## ZU BEARBEITENDE AUFGABEN
• A. In welchem Ort befindet sich laut Textauszug das Europäische Weltraumforschungszentrum ESTEC?
• B. Zählen Sie alle im Textauszug genannten Raumfahrtprogramme und Raumfahrzeuge mit ihrem Namen auf.
• C. Geben Sie den Wortlaut des Textauszugs zwischen "Nichts wäre Exobiologen" und "Oberfläche aufsetzen soll." unverändert aus, beide Stellen eingeschlossen.

Nichts wäre Exobiologen peinlicher als die Schlagzeile "Leben auf dem Mars" entdeckt, ergänzt um die Unterzeile: "Aber es stammt von der Erde." Deswegen setzen Planetenschutzbeauftrage wie Gerhard Kminek vom Europäischen Weltraumforschungszentrum ESTEC im holländischen Noordwijk alles daran, kein irdisches Leben auf andere Himmelskörper zu verfrachten.
"Es gibt da zwei Alternativen. Entweder muss man sicher sein, dass die Sonde nicht auf dem Planeten aufschlägt. Oder man muss sicherstellen, dass die biologische Kontamination unter einem gewissen Grenzwert ist. Beide Möglichkeiten wenden wir auch an im Rahmen des ExoMars-Programms."
Das ExoMars-Programm ist eine europäisch-russische Kooperation. Ihr erster Teil soll Mitte Oktober sein Ziel erreichen: der Trace Gas Orbiter, das den Mars umrunden wird, und der Lander Schiaparelli, der auf der Oberfläche aufsetzen soll.
"Die Richtlinie, die wir haben, ist, dass der Orbit stabil sein muss mindestens für einen Zeitraum 50 Jahre nach dem Start. Das ist jetzt der Ansatz, den wir für unseren Trace Gas Orbiter verwenden, den wir dieses Jahr gestartet haben."

## EXTRAHIERTE EINTRÄGE

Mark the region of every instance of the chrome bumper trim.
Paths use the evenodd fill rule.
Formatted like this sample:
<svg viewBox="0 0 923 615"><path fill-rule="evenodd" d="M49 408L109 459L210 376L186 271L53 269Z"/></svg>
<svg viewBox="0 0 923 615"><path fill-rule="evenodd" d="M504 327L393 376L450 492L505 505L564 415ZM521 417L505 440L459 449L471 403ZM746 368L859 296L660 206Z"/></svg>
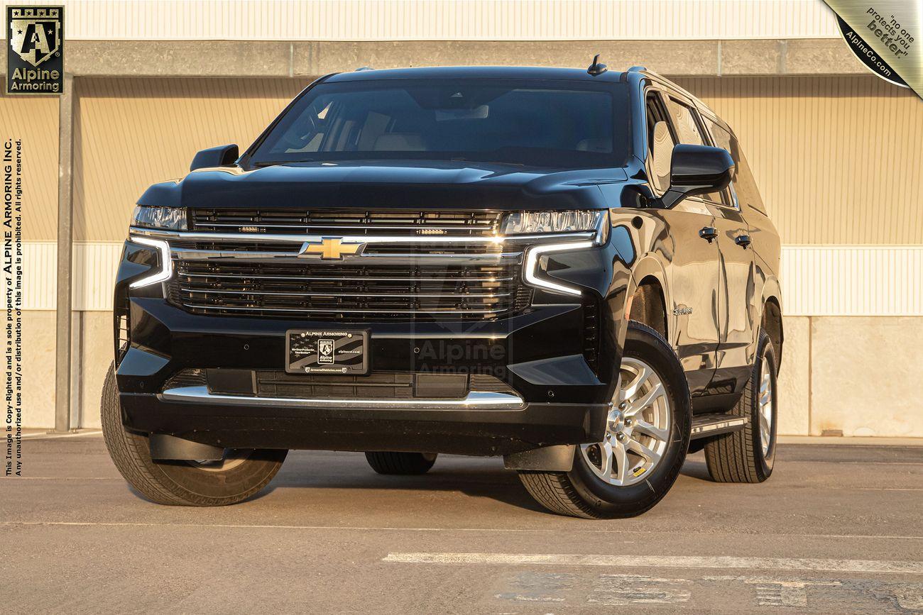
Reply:
<svg viewBox="0 0 923 615"><path fill-rule="evenodd" d="M157 396L162 401L193 404L344 409L518 410L525 405L519 396L482 391L471 391L463 399L311 399L222 395L210 393L207 386L181 386L167 389Z"/></svg>

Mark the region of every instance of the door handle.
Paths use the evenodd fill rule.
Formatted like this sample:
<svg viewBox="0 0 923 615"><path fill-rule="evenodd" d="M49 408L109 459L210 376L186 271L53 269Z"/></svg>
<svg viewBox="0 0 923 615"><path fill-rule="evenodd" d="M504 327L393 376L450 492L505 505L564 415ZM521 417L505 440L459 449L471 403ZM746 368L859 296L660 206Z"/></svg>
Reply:
<svg viewBox="0 0 923 615"><path fill-rule="evenodd" d="M699 236L711 243L718 237L718 230L713 226L702 227L699 230Z"/></svg>

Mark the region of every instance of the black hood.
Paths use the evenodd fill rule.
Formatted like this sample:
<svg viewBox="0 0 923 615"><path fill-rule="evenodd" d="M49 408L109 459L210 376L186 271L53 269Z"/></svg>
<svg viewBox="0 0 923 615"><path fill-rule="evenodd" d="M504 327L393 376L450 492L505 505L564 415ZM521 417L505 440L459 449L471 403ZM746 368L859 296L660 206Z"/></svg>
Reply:
<svg viewBox="0 0 923 615"><path fill-rule="evenodd" d="M200 169L148 188L139 205L188 207L570 209L607 207L597 184L622 169L557 171L462 161L288 163Z"/></svg>

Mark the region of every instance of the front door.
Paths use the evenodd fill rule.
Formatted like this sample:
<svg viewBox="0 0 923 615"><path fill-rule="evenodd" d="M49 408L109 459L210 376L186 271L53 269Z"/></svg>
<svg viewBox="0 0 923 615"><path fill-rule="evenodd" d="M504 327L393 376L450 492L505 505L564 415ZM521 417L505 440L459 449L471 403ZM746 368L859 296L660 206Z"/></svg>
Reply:
<svg viewBox="0 0 923 615"><path fill-rule="evenodd" d="M648 174L658 195L669 185L674 144L689 142L687 131L677 124L685 118L667 111L671 101L655 91L647 96ZM714 216L704 200L694 196L652 214L663 219L670 243L671 304L666 306L670 342L686 372L689 392L701 395L714 375L718 347L720 277Z"/></svg>
<svg viewBox="0 0 923 615"><path fill-rule="evenodd" d="M736 202L733 195L725 197ZM710 206L718 231L721 276L717 372L710 388L737 393L746 384L753 365L753 250L749 230L737 207Z"/></svg>

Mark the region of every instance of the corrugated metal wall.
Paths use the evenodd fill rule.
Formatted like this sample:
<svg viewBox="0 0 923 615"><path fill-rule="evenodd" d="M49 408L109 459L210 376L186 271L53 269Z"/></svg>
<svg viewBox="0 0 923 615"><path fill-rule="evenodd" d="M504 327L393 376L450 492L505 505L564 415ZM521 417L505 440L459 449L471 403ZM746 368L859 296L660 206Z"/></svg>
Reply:
<svg viewBox="0 0 923 615"><path fill-rule="evenodd" d="M785 312L923 314L923 103L872 77L683 79L736 128L786 243ZM134 202L204 147L247 145L293 79L77 80L75 307L110 307ZM53 309L56 100L0 98L27 160L27 307ZM42 178L37 182L34 178ZM839 245L818 245L839 244ZM881 271L887 276L881 276Z"/></svg>
<svg viewBox="0 0 923 615"><path fill-rule="evenodd" d="M64 4L68 38L101 41L839 36L833 13L820 0L41 0L27 4Z"/></svg>
<svg viewBox="0 0 923 615"><path fill-rule="evenodd" d="M870 76L680 82L740 136L785 243L923 243L923 102L911 93ZM76 238L114 241L148 185L185 173L202 148L248 145L306 82L77 83ZM49 204L30 239L54 238Z"/></svg>

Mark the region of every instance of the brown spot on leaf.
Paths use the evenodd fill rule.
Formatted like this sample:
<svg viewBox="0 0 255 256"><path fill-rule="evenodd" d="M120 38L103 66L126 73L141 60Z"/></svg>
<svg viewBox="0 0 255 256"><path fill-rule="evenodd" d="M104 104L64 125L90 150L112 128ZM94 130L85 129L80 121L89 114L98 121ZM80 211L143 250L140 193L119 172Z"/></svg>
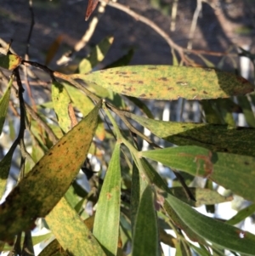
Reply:
<svg viewBox="0 0 255 256"><path fill-rule="evenodd" d="M178 84L178 85L188 85L188 82L187 82L179 81L179 82L176 82L176 84Z"/></svg>
<svg viewBox="0 0 255 256"><path fill-rule="evenodd" d="M108 193L106 194L106 198L107 198L107 200L110 200L110 197L111 197L111 194L108 192Z"/></svg>
<svg viewBox="0 0 255 256"><path fill-rule="evenodd" d="M161 78L158 78L158 80L160 80L160 81L168 81L168 79L167 77L161 77Z"/></svg>
<svg viewBox="0 0 255 256"><path fill-rule="evenodd" d="M246 79L241 77L236 77L236 80L240 82L241 83L246 83L249 82Z"/></svg>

## LÖSUNGEN
• A. Im holländischen Noordwijk.

• B. ExoMars-Programm, Trace Gas Orbiter, Schiaparelli

• C.
Nichts wäre Exobiologen peinlicher als die Schlagzeile "Leben auf dem Mars" entdeckt, ergänzt um die Unterzeile: "Aber es stammt von der Erde." Deswegen setzen Planetenschutzbeauftrage wie Gerhard Kminek vom Europäischen Weltraumforschungszentrum ESTEC im holländischen Noordwijk alles daran, kein irdisches Leben auf andere Himmelskörper zu verfrachten.
"Es gibt da zwei Alternativen. Entweder muss man sicher sein, dass die Sonde nicht auf dem Planeten aufschlägt. Oder man muss sicherstellen, dass die biologische Kontamination unter einem gewissen Grenzwert ist. Beide Möglichkeiten wenden wir auch an im Rahmen des ExoMars-Programms."
Das ExoMars-Programm ist eine europäisch-russische Kooperation. Ihr erster Teil soll Mitte Oktober sein Ziel erreichen: der Trace Gas Orbiter, das den Mars umrunden wird, und der Lander Schiaparelli, der auf der Oberfläche aufsetzen soll.